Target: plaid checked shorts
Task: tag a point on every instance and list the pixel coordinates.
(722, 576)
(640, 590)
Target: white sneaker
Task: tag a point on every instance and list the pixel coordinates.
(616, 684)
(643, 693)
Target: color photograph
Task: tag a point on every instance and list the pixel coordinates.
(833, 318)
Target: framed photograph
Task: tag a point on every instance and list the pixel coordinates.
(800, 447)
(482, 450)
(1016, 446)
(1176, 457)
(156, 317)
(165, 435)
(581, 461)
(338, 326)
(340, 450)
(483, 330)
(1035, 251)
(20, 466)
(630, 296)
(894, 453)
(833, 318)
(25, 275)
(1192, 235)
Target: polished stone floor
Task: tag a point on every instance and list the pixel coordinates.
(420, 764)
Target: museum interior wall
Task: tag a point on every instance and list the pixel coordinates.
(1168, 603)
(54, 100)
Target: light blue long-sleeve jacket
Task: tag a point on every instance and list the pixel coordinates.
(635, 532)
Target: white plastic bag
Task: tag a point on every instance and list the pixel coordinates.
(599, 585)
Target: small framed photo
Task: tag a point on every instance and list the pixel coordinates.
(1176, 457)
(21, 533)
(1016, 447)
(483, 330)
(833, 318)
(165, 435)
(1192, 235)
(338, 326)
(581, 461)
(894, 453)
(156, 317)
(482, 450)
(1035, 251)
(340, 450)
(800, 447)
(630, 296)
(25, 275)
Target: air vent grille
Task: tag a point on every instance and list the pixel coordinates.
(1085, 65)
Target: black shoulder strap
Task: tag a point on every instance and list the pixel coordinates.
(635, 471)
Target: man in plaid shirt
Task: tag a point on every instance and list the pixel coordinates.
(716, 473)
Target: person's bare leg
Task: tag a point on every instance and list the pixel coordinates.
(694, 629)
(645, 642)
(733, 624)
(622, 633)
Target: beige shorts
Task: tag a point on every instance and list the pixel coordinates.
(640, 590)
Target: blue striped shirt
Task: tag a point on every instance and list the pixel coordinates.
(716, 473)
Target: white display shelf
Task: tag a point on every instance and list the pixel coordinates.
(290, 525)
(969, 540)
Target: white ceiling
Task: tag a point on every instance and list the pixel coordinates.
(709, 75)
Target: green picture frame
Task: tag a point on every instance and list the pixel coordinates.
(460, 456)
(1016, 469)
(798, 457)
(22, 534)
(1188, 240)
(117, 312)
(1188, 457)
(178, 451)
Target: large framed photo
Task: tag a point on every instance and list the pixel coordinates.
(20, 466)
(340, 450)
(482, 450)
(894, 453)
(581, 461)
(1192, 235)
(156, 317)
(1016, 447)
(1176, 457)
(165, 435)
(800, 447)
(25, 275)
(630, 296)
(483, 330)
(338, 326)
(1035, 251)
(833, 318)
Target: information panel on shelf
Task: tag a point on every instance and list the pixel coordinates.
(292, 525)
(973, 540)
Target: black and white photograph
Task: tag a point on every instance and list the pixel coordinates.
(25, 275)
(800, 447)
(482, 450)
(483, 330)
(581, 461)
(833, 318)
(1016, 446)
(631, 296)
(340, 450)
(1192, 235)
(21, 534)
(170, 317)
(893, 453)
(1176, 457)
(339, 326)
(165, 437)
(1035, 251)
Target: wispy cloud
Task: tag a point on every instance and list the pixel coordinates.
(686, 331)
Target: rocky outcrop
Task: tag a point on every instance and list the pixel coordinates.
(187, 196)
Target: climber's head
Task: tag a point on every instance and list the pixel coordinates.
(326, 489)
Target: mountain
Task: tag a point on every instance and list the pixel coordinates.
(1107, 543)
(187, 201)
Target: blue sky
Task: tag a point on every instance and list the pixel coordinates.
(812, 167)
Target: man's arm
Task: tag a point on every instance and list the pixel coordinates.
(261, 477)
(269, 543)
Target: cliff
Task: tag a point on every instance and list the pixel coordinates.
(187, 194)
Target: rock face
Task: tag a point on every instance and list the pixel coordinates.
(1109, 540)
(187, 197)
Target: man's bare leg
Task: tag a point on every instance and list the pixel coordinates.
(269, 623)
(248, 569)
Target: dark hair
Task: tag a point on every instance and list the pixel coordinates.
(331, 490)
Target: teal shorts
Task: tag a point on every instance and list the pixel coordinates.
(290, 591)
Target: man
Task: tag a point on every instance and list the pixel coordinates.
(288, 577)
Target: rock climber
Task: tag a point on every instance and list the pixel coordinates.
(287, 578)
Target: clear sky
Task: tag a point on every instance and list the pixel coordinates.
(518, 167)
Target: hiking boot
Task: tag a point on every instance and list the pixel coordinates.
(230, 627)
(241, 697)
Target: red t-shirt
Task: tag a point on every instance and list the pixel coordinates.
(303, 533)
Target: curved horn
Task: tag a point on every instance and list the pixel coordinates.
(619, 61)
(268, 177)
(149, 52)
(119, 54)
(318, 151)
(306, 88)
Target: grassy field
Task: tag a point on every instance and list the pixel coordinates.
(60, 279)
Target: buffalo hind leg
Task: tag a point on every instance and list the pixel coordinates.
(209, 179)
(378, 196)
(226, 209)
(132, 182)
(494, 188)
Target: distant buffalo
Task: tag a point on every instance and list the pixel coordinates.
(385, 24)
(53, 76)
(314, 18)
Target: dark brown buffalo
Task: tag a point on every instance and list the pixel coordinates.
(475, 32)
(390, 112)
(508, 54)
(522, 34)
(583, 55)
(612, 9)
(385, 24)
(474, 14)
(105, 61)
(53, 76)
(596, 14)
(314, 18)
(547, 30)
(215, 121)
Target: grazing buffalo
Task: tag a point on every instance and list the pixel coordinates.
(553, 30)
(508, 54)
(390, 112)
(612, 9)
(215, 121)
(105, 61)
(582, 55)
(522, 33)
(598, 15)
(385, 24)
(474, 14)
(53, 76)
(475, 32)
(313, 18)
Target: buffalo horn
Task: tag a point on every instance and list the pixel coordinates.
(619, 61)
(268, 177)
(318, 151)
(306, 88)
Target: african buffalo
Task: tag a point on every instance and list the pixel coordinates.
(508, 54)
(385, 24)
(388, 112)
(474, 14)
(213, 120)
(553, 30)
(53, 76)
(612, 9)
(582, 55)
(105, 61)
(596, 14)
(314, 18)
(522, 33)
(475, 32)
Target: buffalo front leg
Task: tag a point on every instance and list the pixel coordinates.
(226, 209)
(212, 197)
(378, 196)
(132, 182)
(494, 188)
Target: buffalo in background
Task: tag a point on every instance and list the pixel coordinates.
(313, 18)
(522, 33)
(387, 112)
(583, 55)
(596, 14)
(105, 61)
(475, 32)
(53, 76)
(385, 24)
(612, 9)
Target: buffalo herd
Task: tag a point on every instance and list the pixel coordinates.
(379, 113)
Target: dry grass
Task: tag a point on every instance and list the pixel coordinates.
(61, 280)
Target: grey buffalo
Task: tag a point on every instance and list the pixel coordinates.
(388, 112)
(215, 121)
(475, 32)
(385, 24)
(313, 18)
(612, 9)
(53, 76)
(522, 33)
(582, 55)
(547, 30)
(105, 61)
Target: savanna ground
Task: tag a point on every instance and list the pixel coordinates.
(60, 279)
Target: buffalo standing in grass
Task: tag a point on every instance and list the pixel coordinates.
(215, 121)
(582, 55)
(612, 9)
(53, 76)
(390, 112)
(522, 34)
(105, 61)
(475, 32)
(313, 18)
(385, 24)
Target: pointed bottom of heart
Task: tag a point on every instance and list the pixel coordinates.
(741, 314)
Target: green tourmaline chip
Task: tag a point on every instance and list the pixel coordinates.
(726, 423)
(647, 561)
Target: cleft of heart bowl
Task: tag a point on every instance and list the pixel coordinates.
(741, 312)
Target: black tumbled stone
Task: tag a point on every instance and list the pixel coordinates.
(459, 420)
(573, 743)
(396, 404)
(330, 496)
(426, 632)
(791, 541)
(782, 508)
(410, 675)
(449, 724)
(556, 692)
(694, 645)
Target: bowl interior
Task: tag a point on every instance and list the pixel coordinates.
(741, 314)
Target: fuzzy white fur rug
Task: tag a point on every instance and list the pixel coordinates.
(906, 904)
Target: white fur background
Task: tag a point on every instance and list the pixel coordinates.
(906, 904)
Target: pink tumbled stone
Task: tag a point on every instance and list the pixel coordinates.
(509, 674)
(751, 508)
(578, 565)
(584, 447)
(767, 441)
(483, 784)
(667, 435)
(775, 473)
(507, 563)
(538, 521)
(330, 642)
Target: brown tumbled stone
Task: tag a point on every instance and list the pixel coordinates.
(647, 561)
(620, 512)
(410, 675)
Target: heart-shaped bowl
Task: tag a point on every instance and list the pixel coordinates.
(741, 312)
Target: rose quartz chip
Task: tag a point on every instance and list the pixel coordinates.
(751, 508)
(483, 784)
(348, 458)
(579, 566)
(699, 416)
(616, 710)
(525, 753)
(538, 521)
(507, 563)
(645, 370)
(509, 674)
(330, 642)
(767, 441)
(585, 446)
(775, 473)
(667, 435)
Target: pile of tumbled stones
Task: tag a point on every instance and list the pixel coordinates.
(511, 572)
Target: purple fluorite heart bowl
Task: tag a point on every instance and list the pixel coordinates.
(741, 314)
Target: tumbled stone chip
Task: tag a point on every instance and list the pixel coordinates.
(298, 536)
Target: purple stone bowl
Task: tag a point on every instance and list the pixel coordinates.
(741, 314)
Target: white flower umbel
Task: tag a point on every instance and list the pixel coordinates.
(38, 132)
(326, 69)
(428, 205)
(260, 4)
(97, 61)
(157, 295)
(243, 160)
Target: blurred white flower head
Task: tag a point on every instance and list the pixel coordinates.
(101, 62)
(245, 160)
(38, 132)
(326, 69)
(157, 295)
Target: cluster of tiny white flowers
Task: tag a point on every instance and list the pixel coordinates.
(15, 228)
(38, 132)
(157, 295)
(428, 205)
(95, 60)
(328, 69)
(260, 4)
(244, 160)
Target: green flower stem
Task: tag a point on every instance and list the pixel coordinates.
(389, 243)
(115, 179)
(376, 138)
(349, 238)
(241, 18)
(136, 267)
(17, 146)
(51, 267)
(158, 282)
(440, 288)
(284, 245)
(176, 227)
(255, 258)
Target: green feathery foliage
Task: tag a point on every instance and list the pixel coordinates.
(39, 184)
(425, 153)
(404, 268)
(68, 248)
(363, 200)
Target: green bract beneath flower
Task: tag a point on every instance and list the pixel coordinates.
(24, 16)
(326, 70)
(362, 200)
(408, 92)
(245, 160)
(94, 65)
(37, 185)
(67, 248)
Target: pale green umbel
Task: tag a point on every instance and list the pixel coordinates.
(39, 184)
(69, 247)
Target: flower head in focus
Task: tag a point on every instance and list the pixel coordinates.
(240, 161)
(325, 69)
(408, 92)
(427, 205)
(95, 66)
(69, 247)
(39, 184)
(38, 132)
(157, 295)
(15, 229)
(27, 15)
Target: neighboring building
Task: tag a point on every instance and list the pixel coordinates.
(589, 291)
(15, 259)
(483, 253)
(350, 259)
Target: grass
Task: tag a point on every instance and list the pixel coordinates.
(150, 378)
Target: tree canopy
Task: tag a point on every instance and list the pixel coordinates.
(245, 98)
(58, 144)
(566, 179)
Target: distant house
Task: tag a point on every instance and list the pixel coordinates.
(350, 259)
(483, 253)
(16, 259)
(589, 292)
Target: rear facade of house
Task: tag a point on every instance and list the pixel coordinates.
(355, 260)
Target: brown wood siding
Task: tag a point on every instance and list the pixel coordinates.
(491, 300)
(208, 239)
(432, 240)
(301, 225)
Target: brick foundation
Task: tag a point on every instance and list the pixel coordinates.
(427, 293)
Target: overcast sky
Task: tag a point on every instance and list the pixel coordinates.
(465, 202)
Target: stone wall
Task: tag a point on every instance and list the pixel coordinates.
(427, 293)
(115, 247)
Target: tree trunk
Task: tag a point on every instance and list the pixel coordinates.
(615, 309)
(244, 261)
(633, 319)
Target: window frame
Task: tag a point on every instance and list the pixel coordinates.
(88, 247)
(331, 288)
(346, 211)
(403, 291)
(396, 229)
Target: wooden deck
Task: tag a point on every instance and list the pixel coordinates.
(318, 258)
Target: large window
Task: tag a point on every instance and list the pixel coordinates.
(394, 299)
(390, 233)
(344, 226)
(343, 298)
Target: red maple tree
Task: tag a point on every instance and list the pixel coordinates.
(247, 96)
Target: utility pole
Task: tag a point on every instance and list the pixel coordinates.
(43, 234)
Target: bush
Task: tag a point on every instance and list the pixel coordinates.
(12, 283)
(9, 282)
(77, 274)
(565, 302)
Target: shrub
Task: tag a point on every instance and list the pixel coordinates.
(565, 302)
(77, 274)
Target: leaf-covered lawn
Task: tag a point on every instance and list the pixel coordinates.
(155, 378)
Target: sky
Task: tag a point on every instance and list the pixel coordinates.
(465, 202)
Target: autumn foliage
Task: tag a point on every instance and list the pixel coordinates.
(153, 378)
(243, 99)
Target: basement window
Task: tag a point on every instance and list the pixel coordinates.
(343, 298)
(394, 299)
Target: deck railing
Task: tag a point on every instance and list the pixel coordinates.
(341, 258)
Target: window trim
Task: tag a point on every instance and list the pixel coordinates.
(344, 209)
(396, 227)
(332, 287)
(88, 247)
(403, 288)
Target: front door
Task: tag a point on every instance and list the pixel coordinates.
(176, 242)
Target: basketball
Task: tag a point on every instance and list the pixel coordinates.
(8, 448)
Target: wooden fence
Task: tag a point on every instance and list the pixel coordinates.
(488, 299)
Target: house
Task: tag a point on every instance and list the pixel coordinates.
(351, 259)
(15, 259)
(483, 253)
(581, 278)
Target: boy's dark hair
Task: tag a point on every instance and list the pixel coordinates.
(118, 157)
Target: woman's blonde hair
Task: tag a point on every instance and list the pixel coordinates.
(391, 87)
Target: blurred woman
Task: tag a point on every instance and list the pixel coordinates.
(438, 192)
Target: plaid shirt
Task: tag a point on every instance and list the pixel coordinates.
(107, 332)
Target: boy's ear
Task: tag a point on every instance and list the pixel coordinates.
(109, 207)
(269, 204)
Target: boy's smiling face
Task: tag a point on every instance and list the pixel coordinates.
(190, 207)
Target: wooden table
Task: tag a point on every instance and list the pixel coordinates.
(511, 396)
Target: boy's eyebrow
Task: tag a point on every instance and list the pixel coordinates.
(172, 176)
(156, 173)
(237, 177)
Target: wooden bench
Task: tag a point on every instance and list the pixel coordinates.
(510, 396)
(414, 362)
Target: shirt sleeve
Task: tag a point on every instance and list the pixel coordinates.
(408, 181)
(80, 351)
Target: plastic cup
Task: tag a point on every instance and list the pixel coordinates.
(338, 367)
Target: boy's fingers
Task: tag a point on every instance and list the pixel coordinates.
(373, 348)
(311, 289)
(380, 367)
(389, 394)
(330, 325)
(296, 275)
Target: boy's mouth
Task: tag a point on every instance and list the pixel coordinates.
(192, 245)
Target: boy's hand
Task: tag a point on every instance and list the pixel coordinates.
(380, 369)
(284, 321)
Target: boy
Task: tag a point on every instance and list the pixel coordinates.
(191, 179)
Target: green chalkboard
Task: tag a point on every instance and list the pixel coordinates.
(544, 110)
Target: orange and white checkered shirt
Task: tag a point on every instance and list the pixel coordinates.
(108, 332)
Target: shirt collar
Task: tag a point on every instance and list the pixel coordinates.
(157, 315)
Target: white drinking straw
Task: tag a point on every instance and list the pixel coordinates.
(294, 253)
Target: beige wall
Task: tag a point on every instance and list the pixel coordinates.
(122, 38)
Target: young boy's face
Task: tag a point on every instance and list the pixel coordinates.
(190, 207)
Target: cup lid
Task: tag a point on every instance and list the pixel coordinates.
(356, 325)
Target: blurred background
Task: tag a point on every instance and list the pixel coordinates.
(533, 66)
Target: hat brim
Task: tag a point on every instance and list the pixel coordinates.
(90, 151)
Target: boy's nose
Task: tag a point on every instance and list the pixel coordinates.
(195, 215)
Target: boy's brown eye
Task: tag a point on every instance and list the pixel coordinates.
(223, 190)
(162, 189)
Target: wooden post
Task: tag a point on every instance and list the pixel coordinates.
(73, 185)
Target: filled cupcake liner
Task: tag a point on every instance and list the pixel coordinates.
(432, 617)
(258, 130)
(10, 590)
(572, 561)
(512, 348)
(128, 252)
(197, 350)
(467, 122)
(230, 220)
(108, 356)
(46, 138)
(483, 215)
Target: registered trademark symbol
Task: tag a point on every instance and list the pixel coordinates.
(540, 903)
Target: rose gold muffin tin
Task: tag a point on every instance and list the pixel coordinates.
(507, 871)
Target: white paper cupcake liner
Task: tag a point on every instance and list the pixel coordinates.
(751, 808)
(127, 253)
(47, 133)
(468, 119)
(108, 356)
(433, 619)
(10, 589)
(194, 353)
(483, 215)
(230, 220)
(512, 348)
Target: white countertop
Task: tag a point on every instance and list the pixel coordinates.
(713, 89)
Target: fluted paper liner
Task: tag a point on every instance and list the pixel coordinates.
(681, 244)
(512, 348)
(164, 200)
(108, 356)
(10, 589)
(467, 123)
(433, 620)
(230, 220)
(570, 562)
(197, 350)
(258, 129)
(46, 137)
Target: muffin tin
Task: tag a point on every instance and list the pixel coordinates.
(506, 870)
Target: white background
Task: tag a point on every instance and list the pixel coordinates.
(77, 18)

* [YOUR INSTRUCTIONS]: Only lines with the word "blue" are needed. Copy them from the preceding records.

* [WRITTEN RESPONSE]:
Target: light blue long-sleeve jacket
Target: blue striped shirt
Target: blue sky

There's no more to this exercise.